== Testo fornito

Engagement (MOFU o fase intermedia del funnel)
Numero di pagine (pageview): il numero di pagine visualizzate dagli utenti è una metrica che aiuta a comprendere la qualità dell’interazione che gli utenti hanno con il sito. Un numero basso di pagine viste può indicare un basso livello di traffico e, di conseguenza, una possibilità più ridotta che gli utenti avanzino nelle sai successive del funnel. Questa metrica è disponibile nei rapporti di Google Analytics, sia Universal Analytics che del nuovo GA4.
Pagine per sessione: strettamente connessa alla metrica precedente le pagine per sessione indicano una media di visualizzazioni di pagina per singolo utente. Più è alto questo valore, più gli utenti navigano all’interno del sito muovendosi da una pagina dall’altra, da una sessioni all’altra.
Un numero maggiore di pagine per sessione indica che gli utenti trovano i tuoi contenuti coinvolgenti e sono disposti a esplorare maggiormente il sito. Un buon obiettivo iniziale per definire questo kpi può essere di due pagine per sessione. In GA4 è possibile anche creare segmenti di utenti che hanno raggiunto questo obiettivo in modo da monitorare meglio questa metrica.
Il dato va considerato anche in relazione alla ricerca interna sul sito: un numero elevato di pagine per visita può indicare anche una difficoltà degli utenti a trovare ciò che cercano. Per questo è utile relazionare questo dato con i canali di acquisizione e i vari percorsi utente.
Tempo sul sito: cosi come le pagine, per sessione, anche questa metrica indica la qualità dell’interazione sul sito. Collegata alla frequenza di rimbalzo (bounce rate), può indicare se la visita degli utenti è particolarmente approfondita, gli utenti trovano quello che cercano e l’esperienza di navigazione è ricca (ad esempio, prodotti correlati nel caso di un ecommerce o è facile spostarsi tra le categorie).
Totale eventi: è una metrica quantitativa che può dare indicazione di quanto effettivamente gli utenti interagiscano con il sito. Con l’arrivo di Google Analytics 4, che fonda il suo modello di misurazione proprio sugli eventi, può risultare particolarmente utile valutare il dato generale sul numero totale degli eventi registrati.

====

Cose da fare ::
a) Ripeti i record dalla riga che contiene "Reviewer note: confirm each instance of the white" fino alla riga che contiene "pixel 506 304", entrambe incluse.
b) Riprendi il testo sulle metriche di engagement del funnel da dove si ferma.
Il testo e i record non hanno alcun legame tra loro.

== Record forniti

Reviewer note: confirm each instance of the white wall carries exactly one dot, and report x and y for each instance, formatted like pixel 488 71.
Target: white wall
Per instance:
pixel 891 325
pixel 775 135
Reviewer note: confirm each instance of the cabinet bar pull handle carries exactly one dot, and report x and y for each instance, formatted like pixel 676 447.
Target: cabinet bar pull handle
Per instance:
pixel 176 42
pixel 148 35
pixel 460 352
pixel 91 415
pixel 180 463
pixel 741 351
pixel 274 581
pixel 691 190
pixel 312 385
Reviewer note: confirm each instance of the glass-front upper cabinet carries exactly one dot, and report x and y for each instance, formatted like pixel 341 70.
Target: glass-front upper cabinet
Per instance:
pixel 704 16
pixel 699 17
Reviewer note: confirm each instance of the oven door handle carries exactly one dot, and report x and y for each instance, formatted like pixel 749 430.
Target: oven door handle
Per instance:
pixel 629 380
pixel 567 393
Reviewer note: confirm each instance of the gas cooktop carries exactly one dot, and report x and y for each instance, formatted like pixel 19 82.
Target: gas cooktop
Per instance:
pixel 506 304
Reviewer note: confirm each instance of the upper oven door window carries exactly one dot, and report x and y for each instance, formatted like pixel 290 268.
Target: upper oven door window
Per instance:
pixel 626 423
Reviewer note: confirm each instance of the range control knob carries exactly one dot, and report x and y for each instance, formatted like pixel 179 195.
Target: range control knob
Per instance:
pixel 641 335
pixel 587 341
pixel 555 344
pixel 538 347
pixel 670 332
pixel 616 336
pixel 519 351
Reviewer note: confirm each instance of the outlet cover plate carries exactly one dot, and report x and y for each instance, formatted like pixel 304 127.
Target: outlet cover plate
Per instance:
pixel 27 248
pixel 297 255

====
== Record forniti

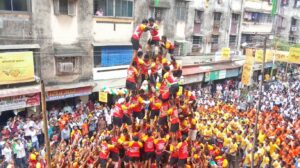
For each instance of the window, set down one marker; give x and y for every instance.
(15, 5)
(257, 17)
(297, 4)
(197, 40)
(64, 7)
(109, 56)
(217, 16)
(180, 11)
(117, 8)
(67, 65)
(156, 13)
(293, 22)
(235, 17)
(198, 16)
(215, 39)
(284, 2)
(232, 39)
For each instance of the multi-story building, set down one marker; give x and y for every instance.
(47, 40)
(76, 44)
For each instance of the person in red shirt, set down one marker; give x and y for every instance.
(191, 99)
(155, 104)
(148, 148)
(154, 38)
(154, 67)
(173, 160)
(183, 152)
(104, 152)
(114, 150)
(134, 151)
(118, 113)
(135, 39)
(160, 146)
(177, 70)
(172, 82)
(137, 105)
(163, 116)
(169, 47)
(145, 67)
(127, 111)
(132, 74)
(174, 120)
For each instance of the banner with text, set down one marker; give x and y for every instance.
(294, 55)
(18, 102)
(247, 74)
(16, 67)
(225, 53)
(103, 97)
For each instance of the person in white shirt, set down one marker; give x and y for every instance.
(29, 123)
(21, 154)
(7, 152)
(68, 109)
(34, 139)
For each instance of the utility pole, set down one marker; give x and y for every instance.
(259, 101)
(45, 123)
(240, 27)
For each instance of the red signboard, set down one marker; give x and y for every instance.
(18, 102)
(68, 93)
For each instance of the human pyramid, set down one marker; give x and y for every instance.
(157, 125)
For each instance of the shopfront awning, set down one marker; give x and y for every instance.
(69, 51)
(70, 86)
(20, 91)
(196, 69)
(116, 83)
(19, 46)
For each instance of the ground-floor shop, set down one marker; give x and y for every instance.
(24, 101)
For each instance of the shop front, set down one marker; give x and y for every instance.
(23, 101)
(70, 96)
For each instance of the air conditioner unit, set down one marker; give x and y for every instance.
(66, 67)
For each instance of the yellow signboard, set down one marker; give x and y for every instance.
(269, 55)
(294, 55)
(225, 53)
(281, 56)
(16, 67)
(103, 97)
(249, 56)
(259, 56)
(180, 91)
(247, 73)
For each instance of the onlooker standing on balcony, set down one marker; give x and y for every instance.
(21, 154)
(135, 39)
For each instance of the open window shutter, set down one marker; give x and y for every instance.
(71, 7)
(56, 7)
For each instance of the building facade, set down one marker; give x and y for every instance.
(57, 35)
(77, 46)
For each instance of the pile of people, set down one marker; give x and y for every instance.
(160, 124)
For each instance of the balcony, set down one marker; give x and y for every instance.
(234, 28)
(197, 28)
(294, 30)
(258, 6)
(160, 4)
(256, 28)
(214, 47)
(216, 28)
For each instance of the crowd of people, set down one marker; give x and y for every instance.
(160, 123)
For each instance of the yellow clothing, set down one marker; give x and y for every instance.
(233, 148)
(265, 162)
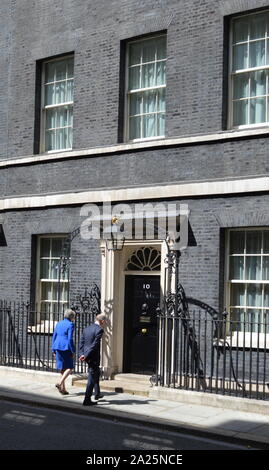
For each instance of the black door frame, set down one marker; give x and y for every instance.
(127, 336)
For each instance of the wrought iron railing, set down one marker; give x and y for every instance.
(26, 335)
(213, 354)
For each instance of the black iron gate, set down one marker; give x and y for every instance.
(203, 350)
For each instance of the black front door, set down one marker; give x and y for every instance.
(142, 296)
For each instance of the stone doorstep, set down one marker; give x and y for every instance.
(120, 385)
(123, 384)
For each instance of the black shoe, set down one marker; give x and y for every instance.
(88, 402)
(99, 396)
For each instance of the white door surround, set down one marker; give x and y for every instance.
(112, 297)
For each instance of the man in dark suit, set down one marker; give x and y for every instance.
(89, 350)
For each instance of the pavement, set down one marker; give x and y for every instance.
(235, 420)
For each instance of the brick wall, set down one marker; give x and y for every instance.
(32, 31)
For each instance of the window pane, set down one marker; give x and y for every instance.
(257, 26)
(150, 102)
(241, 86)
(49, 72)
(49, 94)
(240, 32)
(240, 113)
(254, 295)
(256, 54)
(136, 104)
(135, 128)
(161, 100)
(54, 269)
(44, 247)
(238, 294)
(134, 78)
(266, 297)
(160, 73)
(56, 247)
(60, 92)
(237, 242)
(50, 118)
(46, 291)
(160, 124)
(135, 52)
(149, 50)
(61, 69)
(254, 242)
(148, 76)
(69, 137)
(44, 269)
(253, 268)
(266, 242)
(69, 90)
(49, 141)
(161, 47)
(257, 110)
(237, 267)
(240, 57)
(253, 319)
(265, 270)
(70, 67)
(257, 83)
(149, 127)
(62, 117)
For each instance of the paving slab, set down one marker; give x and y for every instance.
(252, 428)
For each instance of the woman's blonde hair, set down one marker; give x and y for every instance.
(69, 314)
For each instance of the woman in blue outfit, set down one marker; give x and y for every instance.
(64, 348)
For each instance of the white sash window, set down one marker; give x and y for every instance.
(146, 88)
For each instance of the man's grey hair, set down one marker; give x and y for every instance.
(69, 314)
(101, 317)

====

Esiti per compito ::
a)
Reviewer note: confirm each instance of the white wall carries exactly one dot, and report x and y for each instance, formatted like pixel 488 71.
Target: white wall
Per instance:
pixel 891 325
pixel 775 135
Reviewer note: confirm each instance of the cabinet bar pull handle carries exactly one dot, and report x and y for each instance, formatted like pixel 676 447.
Target: cabinet bar pull handle
Per instance:
pixel 176 42
pixel 148 35
pixel 460 352
pixel 91 415
pixel 180 463
pixel 741 351
pixel 274 581
pixel 691 190
pixel 312 385
Reviewer note: confirm each instance of the glass-front upper cabinet carries exactly one dot, and report x and y for each instance, formatted like pixel 341 70.
Target: glass-front upper cabinet
Per instance:
pixel 704 16
pixel 699 17
Reviewer note: confirm each instance of the oven door handle carries exactly one dot, and report x and y for each instance, formatted like pixel 749 430.
Target: oven door handle
Per instance:
pixel 629 380
pixel 567 393
Reviewer note: confirm each instance of the gas cooktop carries exactly one dot, and report x and y for each instance, formatted like pixel 19 82.
Target: gas cooktop
Per instance:
pixel 506 304

b)
Tasso di engagement: in GA4 la metrica della frequenza di rimbalzo e della durata media della sessione hanno lasciato spazio alla metrica chiamata tasso di engagement. Come dice la stessa guida di Google, “la metrica Tasso di coinvolgimento mostra il numero di sessioni con coinvolgimento diviso per il numero totale di sessioni in un periodo di tempo specificato”.
Questo cambiamento è dettato dal fatto che il nuovo tool di analisi del traffico vuole essere più orientato agli eventi rispetto a Universal Analytics. Le sessioni con engagement sono definite in base a queste regole:
- Dura più di 10 secondi
- Contengono più di una visualizzazione di pagina
- Contengono almeno un evento di conversione
Si tratta di una metrica importante da considerare si si vuole valutare la qualità delle visite.
Conversioni (BOFU o fase intermedia del funnel)
Transazioni: se in un ecommerce è stato attivato il tracciamento enhanced ecommerce è possibile monitorare le transazioni. E’ una metrica indispensabile come riferimento anche per altri kpi di vendita. Tracciarle e controllarle settimana su settimana, mese su mese, o ogni trimestre, può contribuire a fornire una quadro esaustivo di dove stia andando il business. Inoltre, grazie agli altri rapporti di Google Analytics, è possibile valutare l’impatto che hanno sulle vendite particolari promozioni e codici sconto.
Valore medio dell’ordine (Average Order Value o AOV): monitorare questo dato può dare un’indicazione trend di crescita. Si posso generare più profitti semplicemente mantenendo la stessa soglia di vendita e aumentando il carrello medio. Significa che gli stessi utenti spendono mediamente di più. Questo solitamente è possibile grazie ad alcune particolari promozioni nella fase di checkout oppure attivando dei bundle (il classico “Il secondo prodotto lo paghi la metà”, ecc).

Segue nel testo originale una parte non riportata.